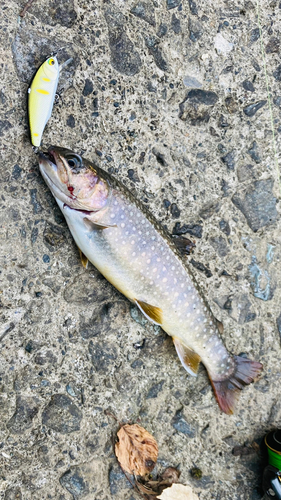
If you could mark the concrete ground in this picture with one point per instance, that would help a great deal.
(181, 101)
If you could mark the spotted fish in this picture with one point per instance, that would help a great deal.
(126, 244)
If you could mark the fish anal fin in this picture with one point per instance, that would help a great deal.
(95, 226)
(227, 391)
(83, 259)
(152, 313)
(190, 360)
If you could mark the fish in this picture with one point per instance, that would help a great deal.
(41, 96)
(130, 248)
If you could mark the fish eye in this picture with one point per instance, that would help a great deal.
(75, 161)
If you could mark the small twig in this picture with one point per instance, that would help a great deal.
(26, 7)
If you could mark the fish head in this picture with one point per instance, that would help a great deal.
(73, 180)
(51, 68)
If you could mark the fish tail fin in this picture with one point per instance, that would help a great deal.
(227, 391)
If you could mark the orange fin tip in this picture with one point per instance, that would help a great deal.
(188, 358)
(152, 313)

# INSTRUCTIONS FOR THE TASK
Your reply is the full set of entries reproduced exactly, with images omitted.

# TASK SOLUTION
If you could mark the concrete ground in this picture with one point per instance, that would help a great deal.
(181, 101)
If you could mark the spotted fish in this picture with one point per instance, that would help a great deal.
(126, 244)
If you could mark the fish anal fin in this picture with one point per instance, that would help a great deal.
(95, 226)
(227, 391)
(83, 259)
(152, 313)
(190, 360)
If you could mark the fish in this picture with one point per instance, that would help a great deal.
(41, 96)
(130, 248)
If you could mark the fish eye in this picture with one point per instance, that would help a great deal.
(75, 161)
If you could mark the small twig in this picture with one point per instance, that would help a great deal.
(26, 7)
If you could mark the fish head in this picture with one point per instance, that would help a great deal.
(73, 180)
(51, 68)
If you could mark the fish tail fin in this picture with one point per instance, that would help a great deal.
(227, 391)
If you could mark the orange fin tip in this picture with one point per instance, that would help a great deal.
(188, 358)
(152, 313)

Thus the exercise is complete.